### TAREFA 1
Encontre nas entradas abaixo cada linha que contém a palavra "flag" e copie essas linhas. Maiúsculas e minúsculas devem ser diferenciadas.

O que incomoda não é a idade, nem o casamento, é o direito de uma mulher persistir, resistir e permanecer inteira fora e além do padrão. Brigitte Macron é mais do que primeira-dama da França. Tornou-se símbolo do que o patriarcado não tolera: uma mulher madura, protagonista de si mesma, amada e amando, que insiste em existir sem pedir desculpas à ditadura da juventude eterna.
Os ataques que sofre — da cruel fake news que a acusa de “ter nascido homem” às chacotas públicas de líderes e comentaristas, influenciadores e seguidores anônimos, não são apenas ruídos digitais. São parte de um projeto sistemático: apagar a mulher que envelhece em público, ama em público, vive em público.
Susan Sontag dizia que a velhice é um estigma. Para as mulheres, esse estigma é dobrado: rugas não são sinais de experiência, mas marcas de exclusão. Judith Butler lembra que gênero é um regime que governa os corpos. Brigitte rompe esse regime: o corpo que deveria sumir continua visível, amado, desejado, envelhecido, mas potente. A realidade é essa.
Simone de Beauvoir escreveu que “não se nasce mulher, torna-se.” Brigitte torna-se mulher à revelia das regras que definem até quando alguém pode ser desejada. O incômodo não está em sua história, mas em sua liberdade: amar um homem mais jovem, ocupar espaço simbólico e político, viver um amor fora do roteiro. É o desejo deslocado que escandaliza. Surge então a obscura engrenagem de violências.
O caso Brigitte revela o entrelaçamento de cinco violências:
- Misoginia – por ser mulher, existir e ter acesso ao poder;
- Controle do corpo – por submeter cada traço seu a um tribunal moral;
- Violência algorítmica – pela lógica das plataformas digitais que amplificam o ódio porque ódio dá lucro;
- Etarismo – por envelhecer sem pedir desculpas;
- Transfobia – por reduzir a complexidade das identidades em arma de ataque
Mas há ainda algo mais perverso no ataque: quando a influenciadora americana afirma que Brigitte “é homem”, ela não apenas lança uma mentira. Ela impõe um veredito simbólico: apenas um homem teria o direito de trafegar a vida como Brigitte trafega, desejada, influente, visível.

### ENTRADAS FORNECIDAS
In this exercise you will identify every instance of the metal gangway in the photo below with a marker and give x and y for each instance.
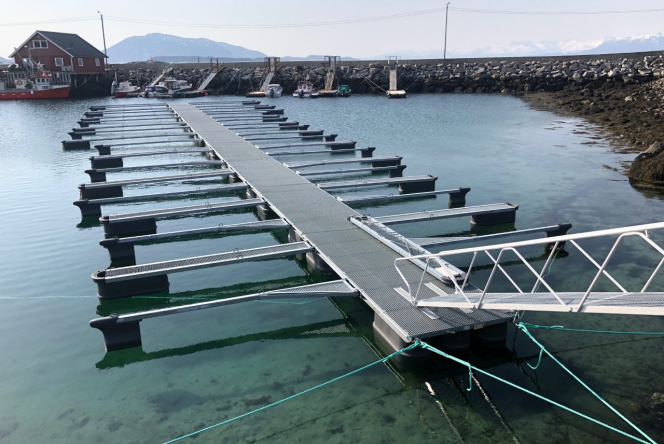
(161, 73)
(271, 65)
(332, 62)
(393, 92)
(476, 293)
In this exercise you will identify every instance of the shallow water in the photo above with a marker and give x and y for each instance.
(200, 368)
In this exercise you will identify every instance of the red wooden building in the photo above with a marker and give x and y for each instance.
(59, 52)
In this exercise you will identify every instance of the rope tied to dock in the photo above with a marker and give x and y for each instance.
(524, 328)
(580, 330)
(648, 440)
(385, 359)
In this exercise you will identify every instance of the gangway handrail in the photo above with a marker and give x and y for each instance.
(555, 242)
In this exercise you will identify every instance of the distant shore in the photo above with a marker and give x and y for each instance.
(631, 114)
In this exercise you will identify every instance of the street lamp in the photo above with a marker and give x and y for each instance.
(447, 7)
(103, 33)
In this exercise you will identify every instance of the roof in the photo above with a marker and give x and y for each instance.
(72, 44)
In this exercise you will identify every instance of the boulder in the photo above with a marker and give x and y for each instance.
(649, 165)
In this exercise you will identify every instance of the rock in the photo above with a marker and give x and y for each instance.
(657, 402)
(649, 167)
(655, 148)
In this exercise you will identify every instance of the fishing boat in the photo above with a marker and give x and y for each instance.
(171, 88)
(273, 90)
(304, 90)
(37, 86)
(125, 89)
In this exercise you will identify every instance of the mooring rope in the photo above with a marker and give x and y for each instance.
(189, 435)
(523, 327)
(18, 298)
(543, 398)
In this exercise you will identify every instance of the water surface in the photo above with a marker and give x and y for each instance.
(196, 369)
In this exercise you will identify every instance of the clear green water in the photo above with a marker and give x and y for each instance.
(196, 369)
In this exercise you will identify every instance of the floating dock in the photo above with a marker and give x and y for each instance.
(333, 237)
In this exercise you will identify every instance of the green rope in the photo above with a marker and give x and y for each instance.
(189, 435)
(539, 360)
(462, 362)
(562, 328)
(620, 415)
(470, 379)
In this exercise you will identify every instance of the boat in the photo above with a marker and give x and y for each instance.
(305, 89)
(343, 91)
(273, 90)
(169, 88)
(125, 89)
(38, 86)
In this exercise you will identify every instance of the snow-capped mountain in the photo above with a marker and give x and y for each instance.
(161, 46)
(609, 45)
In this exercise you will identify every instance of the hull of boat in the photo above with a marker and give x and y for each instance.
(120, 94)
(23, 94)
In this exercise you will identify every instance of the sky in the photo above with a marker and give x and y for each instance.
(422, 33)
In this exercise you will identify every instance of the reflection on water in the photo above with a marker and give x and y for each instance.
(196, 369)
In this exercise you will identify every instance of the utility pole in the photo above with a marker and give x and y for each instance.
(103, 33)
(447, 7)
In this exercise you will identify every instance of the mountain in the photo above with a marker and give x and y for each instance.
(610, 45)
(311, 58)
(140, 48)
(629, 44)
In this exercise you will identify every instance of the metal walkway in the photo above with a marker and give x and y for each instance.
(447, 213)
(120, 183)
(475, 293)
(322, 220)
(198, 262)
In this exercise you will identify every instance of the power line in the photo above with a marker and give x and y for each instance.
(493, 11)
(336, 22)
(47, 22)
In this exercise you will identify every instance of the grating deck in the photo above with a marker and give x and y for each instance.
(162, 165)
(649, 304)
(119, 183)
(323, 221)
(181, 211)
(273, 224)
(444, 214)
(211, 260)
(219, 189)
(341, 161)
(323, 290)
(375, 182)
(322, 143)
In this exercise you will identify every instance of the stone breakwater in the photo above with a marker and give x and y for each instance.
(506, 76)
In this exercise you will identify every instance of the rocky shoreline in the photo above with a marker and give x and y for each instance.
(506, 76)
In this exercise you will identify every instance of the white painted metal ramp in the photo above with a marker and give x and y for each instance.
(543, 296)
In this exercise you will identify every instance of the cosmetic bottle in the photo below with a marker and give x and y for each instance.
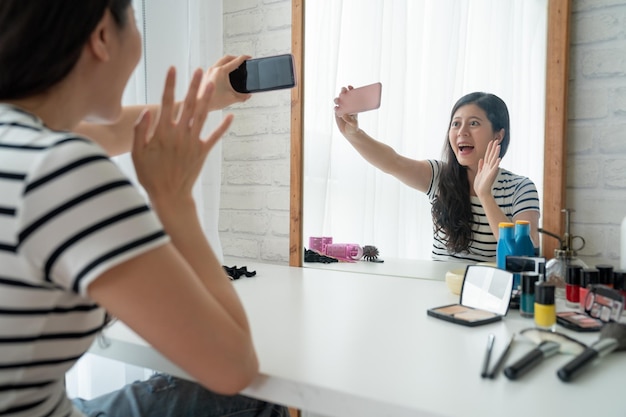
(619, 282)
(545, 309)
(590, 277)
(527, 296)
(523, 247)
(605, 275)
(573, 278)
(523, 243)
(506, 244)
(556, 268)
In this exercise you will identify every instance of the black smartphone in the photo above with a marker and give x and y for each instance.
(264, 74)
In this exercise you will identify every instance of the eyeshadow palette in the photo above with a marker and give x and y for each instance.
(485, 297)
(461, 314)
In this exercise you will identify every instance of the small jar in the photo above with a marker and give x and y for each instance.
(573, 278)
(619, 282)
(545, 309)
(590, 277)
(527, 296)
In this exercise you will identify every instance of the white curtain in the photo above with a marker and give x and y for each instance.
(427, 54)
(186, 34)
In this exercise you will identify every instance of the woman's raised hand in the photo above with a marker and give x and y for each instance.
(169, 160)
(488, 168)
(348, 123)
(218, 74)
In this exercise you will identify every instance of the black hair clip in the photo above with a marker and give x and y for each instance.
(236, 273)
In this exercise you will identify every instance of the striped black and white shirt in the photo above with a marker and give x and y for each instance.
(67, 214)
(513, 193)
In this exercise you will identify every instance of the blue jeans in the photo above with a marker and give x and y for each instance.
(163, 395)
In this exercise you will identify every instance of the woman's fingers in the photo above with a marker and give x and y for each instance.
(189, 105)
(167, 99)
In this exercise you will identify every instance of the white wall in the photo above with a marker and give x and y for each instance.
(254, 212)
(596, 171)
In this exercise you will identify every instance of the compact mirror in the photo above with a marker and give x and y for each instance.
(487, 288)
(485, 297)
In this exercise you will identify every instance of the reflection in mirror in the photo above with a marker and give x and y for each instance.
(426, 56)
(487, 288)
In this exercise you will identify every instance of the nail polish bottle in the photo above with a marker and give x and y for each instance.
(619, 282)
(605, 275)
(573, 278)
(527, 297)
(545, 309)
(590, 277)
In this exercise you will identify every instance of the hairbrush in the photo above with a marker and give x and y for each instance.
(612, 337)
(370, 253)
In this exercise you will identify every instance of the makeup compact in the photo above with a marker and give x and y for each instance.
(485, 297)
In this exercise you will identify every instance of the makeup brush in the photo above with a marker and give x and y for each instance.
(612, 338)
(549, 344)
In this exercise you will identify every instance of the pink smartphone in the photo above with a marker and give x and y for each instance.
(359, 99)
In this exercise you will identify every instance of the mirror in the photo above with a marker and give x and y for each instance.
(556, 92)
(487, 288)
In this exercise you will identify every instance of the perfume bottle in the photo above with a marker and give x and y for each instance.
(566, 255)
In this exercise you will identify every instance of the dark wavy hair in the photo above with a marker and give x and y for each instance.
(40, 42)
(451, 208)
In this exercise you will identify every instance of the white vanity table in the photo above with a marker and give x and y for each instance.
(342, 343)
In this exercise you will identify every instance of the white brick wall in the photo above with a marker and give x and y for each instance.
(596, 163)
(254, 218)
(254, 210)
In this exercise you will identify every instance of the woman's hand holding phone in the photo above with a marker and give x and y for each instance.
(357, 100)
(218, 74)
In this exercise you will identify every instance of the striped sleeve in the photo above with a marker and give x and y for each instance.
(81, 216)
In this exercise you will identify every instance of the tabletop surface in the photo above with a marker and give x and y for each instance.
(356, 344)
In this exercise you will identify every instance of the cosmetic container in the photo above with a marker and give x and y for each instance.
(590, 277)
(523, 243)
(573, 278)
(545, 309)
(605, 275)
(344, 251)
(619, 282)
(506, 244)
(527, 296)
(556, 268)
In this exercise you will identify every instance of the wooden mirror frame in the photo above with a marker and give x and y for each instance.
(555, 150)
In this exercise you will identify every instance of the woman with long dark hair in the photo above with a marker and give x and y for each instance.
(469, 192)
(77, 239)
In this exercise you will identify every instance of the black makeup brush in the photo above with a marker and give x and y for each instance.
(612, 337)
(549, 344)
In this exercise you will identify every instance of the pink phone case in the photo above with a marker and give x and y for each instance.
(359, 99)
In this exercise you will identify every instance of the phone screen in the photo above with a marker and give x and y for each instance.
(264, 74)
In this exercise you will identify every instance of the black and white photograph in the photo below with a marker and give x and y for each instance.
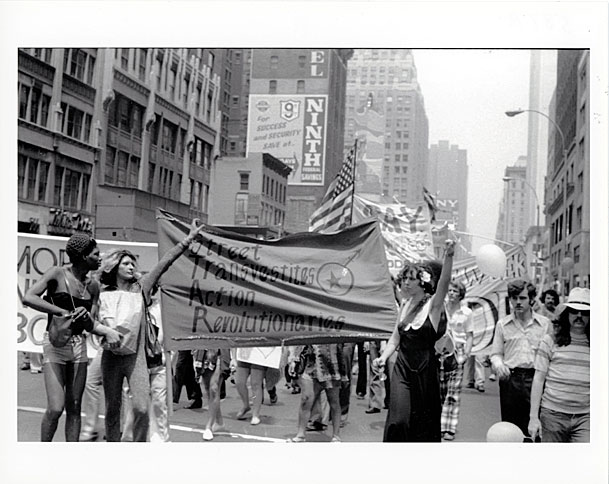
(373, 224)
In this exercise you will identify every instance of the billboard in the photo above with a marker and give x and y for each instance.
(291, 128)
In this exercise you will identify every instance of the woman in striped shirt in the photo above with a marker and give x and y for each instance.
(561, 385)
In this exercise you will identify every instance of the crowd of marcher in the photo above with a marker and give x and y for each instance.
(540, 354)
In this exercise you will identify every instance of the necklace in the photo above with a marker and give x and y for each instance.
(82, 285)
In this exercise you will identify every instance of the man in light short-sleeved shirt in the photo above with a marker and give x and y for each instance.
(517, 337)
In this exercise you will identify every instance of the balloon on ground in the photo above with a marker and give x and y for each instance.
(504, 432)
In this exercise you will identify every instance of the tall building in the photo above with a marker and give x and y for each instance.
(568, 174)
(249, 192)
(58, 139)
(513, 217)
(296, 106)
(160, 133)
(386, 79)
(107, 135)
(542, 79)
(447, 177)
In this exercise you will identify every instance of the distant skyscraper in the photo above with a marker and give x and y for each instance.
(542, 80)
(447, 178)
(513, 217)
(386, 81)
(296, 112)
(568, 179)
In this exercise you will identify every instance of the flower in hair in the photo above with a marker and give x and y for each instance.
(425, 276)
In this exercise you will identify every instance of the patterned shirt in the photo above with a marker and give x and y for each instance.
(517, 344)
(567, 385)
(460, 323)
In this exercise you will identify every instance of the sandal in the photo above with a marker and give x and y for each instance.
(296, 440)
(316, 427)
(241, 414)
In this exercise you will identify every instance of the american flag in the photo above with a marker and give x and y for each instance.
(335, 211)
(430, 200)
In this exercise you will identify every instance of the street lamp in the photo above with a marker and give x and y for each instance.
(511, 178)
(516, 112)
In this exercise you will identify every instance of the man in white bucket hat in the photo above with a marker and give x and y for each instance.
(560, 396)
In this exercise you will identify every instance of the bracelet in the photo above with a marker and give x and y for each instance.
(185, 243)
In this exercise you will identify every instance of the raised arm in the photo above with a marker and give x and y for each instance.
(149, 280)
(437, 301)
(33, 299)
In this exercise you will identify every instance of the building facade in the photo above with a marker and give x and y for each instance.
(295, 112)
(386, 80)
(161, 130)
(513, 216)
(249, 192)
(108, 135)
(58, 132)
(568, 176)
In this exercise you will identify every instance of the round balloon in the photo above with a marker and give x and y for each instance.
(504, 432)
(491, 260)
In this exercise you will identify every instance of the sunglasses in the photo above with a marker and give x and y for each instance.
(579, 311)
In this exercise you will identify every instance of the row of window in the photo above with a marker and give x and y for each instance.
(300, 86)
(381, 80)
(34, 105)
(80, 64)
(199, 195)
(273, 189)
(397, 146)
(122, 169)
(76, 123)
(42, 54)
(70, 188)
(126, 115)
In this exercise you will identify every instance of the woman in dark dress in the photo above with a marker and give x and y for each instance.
...
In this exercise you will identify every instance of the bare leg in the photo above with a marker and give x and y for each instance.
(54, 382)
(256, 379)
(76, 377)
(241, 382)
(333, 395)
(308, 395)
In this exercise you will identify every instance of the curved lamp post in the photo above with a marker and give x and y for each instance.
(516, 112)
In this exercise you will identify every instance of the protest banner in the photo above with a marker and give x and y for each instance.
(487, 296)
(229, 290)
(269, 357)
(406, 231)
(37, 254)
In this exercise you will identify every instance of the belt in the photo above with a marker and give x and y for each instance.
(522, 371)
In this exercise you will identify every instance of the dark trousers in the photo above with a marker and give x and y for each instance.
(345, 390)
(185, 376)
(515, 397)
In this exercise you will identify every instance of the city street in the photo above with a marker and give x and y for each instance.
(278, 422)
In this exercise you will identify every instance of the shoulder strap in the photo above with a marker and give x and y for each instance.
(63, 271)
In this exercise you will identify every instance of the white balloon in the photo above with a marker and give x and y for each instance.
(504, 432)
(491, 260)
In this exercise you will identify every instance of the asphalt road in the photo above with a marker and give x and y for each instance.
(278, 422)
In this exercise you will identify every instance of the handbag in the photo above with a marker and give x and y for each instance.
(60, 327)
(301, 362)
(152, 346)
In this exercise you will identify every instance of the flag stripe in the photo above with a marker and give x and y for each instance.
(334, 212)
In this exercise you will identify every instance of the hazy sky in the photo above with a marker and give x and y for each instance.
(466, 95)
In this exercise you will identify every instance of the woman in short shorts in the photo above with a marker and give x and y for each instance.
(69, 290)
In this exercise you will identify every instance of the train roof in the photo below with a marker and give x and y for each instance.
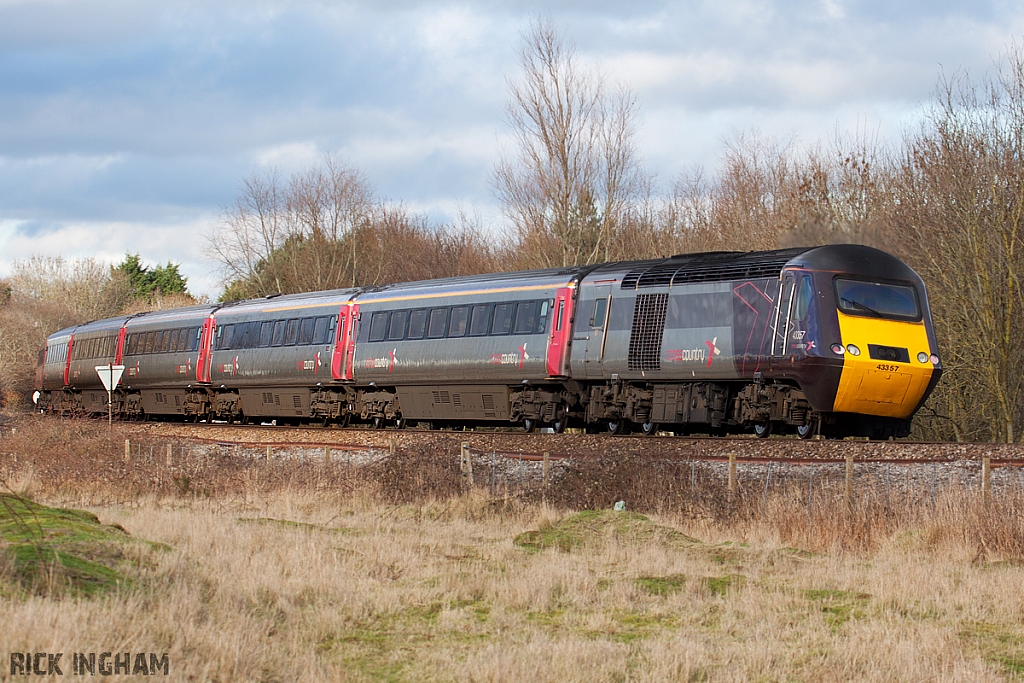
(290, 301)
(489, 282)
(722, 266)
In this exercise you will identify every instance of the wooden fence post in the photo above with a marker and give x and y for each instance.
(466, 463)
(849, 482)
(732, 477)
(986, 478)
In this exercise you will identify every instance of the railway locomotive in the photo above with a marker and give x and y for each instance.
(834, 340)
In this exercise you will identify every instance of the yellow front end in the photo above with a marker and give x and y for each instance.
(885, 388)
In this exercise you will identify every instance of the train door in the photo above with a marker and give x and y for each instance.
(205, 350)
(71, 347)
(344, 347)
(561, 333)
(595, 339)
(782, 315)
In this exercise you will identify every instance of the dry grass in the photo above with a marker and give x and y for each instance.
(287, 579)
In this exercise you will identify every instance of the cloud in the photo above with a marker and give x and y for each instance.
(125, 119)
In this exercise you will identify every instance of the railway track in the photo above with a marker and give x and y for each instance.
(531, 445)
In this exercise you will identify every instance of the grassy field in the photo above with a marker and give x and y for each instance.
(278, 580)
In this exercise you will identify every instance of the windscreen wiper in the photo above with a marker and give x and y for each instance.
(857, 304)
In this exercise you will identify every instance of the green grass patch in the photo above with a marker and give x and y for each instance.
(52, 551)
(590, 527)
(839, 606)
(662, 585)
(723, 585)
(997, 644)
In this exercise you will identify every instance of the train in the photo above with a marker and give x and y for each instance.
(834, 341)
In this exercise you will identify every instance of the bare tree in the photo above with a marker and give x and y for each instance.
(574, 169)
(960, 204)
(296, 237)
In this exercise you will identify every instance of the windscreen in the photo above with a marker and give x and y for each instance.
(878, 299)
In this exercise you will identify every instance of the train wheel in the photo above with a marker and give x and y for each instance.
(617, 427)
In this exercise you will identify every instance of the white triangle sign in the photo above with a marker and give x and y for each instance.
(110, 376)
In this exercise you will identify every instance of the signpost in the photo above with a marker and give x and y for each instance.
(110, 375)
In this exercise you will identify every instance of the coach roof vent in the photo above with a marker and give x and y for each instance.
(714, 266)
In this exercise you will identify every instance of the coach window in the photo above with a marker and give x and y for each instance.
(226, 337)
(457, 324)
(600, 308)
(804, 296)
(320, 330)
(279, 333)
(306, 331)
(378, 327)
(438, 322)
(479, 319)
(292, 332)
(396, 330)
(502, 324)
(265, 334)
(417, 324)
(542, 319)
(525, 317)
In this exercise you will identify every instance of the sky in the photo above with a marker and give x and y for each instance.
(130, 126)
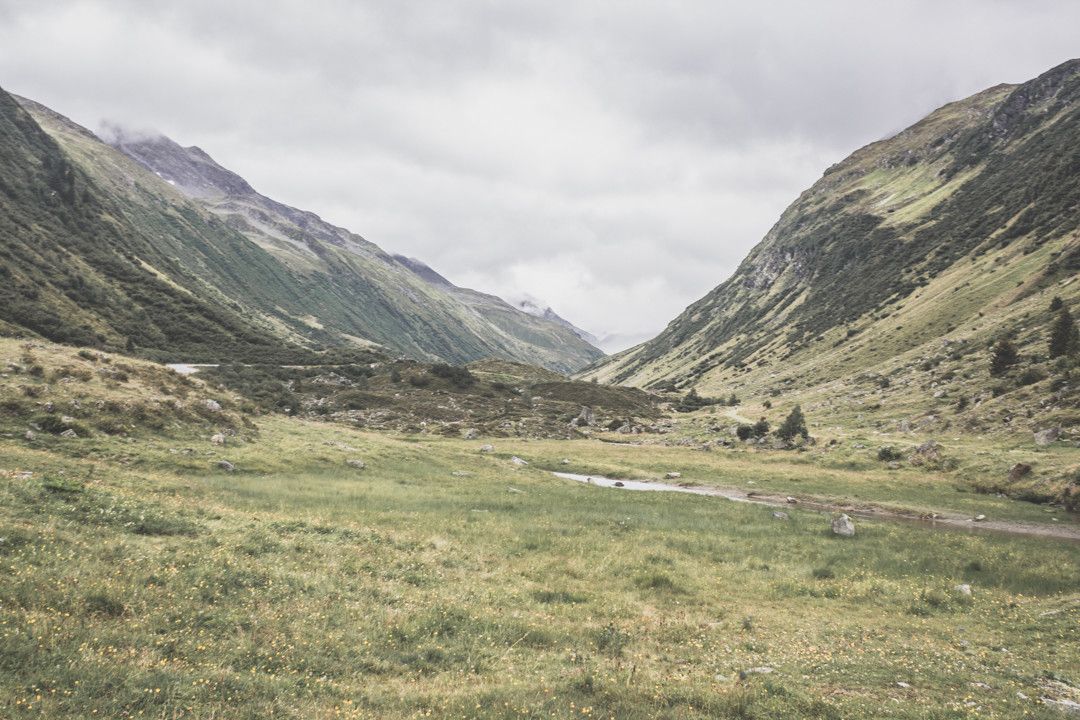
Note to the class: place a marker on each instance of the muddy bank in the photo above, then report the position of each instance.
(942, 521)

### TAREFA 2
Retome o texto sobre os ataques a Brigitte Macron, acima, dando continuidade a partir da última frase apresentada.

### RESPOSTA ESCRITA 1
In this exercise you will identify every instance of the american flag in the photo above with a marker and give x and y for each instance.
In this exercise you will identify every instance of the flag stripe in the photo above with a marker and give x and y for each instance.

### RESPOSTA ESCRITA 2
Nesse gesto, ela obriga Brigitte a provar que é mulher, invertendo a violência: uma idosa tem de se justificar para existir. É o castigo social pelo crime de não desaparecer. Afinal, o que está em jogo não é só sua honra. É a tentativa de matá-la simbolicamente antes que a morte biológica chegue. É a fúria de uma cultura que não suporta ver uma mulher persistir e resistir ao apagamento. Etarismo se reafirma como uma sentença de um feminicídio simbólico.
O etarismo não apenas discrimina, ele executa um ritual silencioso de morte social. Cada ruga é tratada como ferida, cada fio de cabelo branco como prova de culpa. Não se mata com armas, mas com invisibilização: a mulher madura é empurrada para fora do olhar coletivo, como se envelhecer fosse uma afronta intolerável.
Esse feminicídio simbólico é ainda mais cruel porque não sepulta corpos, mas consciências: anula trajetórias, amordaça desejos, extingue futuros possíveis. O patriarcado não atira, mas decreta: “você já morreu”, mesmo quando o corpo pulsa, ama, cria, insiste em viver.
O que resta perguntar? bell hooks já dizia: “O patriarcado tem medo das mulheres livres”. Brigitte Macron é exatamente isso: uma mulher livre. E é esse medo que move a engrenagem de ódio.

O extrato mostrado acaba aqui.